*Reading passage:*
-- Begin --

I really would like one of these (source of photo unknown):

Three dome tank car-04

I suspect that was done to maintain the spacing of regular single-tank three-dome tankers.

 

Interestingly, I started making patterns to cast that car about 10 years ago but lost interest before they were complete.  Probably still have the tanks around here somewhere.  There are photos of this car also with steel sheet wrapped around the center 2 gaps making it look more normal from a distance.

mwb posted:
Bob Delbridge posted:

I've never tried Bob2s method using a wood dowel, but I do have a mini-lathe so.........

Better to go over to Home Depot, wander down the electrical aisle and locate the round conduit tubing; enough in 1 piece to make several cars,

What do you do for the end caps?

(just out of curiosity--I was at one point looking at replicating this: )

image

---PCJ

Last edited by RailRide
bob2 posted:

End caps.  A few years ago you could go to the auto parts store and buy proper shaped and sized "freeze plugs", chuck them in a 3-jaw, and put a notch in for a wrapper.  Like a lot of neat things, I think brass freeze plugs are extinct.

In Australia we called them "core plugs".  I have some end caps from Plastruct not that I'm building tank cars.

Roo.

bob2 posted:

I could use a part # for current production domed expansion plugs in brass for 1 3/4" and 2" diameter.  The last several tank cars needed flat plugs hammered in a concave anvil to get the correct shape.  Yes 20 years ago Dorman had them in the store.  Nobody has them now.

Try Google - Autozone

A source of rounded tank car ends can be the con caved bottoms of spray cans.  I grind them off with a bench grinder.  For 2 inch dia I use my wife's hair spray can bottoms.  Latest use was for a Vanderbilt coal tender I made.  I am waiting for her to empty another one for a longer second Vanderbilt tender!

Also used mailing tubes from UPS for the tank body.  Mailing tubes are strong and light weight and cheap.

One good thing about tank cars, they come in many sizes, in both length and diameter even if made in scale.

-- End --

*Given exercise 1:*
In the tank car modeling discussion above, why does the writer recommend UPS mailing tubes for the tank body? Answer in one to three sentences.
*Given exercise 2:*
According to the tank car modeling discussion, what were freeze plugs called in Australia?
*Given exercise 3:*
Carry the tank car modeling discussion forward from its last sentence.

*Material:*

-- Begin --

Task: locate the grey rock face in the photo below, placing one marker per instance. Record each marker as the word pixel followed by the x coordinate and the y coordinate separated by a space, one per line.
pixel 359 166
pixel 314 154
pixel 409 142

-- End --

*Right answer 1:*
The writer used UPS mailing tubes for the tank body because mailing tubes are strong, lightweight, and cheap.

*Right answer 2:*
They were called "core plugs."

*Right answer 3:*
Charlie

Last edited by Choo Choo Charlie
redjimmy1955 posted:

I saw many at the recent April York both traditional O Gauge size and true scale O gauge.  The only expensive ones ( well over $100.00) per car were/are the Lifesavers Flavors series.  Whew....those puppies are $$$$$$$

The lifesaver flavors were made for Cal-Stewart TCA division.  They weren’t as plentiful as general production and were around 70 to 75 dollars to start.  They are certainly hard to come by, so I understand asking a larger amount for them. (Mind you I am speaking about the 3 rail tradition Lionel style. I am not knowledgeable about two rail scale model equipment.)

Last edited by jhz563
jdunn posted:

Dear Forum,

A few photos of Stephen Hile’s extensive research book on steam era UTLX tank cars.

There is both B/W and color photos.

A book worth looking into if you are a modeler of tank cars.

John P Dunn Sr.

Strasburg Shows - 08/10 , 10/12/2019

 

 

The UTLX book is on my short list of books to buy... I keep hesitating since O scale does not have ANY UTLX tank cars other than the old "Gramps" Van Dyke cars so reading about all the UTLX cars would get me hissing.    

I keep trying to scare up someone to do quality versions of 6k/8k/10k UTLX X3 tankers in O scale but to no avail.   No way in he-double-ell am I able to scratchbuild anything even remotely nice looking.

Anyway, I will agree with BOB2, I usually love freight car books and the deeper the subject coverage the better but the ACF book wasn't one of my favorites.